WORK TO BE COMPLETED: Count the lines in the records below that contain the string "tree". Reply with the number alone.

Dataset records:
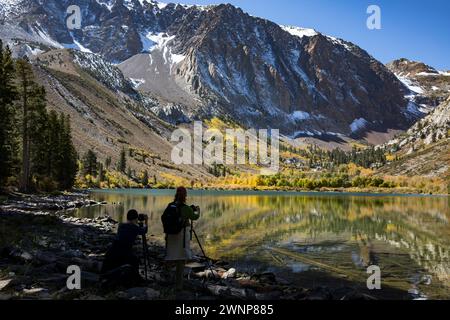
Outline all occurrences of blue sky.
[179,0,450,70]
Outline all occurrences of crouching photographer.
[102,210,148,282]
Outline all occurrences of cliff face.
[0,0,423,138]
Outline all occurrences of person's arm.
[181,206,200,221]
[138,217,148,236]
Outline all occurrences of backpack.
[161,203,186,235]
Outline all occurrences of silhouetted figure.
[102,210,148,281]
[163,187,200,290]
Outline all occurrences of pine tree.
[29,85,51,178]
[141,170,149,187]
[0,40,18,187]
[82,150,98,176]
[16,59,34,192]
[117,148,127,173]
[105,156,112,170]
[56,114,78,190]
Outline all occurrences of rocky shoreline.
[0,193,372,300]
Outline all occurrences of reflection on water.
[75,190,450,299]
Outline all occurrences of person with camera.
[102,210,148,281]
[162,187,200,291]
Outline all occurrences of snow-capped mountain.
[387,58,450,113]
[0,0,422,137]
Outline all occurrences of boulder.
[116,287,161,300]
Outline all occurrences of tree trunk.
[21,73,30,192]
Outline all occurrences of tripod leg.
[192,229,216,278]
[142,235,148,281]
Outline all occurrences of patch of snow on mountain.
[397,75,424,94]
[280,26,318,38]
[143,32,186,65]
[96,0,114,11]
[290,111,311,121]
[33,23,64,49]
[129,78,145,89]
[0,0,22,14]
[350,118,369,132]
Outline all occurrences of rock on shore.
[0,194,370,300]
* * *
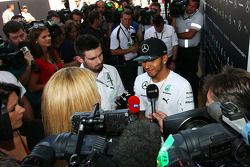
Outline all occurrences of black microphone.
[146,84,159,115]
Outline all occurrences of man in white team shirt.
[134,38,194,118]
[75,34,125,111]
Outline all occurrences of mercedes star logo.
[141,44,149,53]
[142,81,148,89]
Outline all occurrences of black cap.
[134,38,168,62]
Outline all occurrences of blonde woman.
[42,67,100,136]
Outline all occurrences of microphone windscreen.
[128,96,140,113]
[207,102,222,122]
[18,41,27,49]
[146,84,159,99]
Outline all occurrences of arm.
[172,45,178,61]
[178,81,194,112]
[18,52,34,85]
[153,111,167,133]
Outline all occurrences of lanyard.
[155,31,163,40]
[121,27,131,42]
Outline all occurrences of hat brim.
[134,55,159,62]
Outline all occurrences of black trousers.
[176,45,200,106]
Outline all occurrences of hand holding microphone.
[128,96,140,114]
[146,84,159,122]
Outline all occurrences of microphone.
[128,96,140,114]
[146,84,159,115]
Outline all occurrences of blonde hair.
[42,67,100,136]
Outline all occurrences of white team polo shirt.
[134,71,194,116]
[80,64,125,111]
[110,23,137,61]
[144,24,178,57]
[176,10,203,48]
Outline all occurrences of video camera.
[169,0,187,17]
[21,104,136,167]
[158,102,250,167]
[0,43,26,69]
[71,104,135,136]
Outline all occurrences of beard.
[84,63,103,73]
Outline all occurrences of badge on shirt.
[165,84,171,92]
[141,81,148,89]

ANSWER TO THE TASK: 2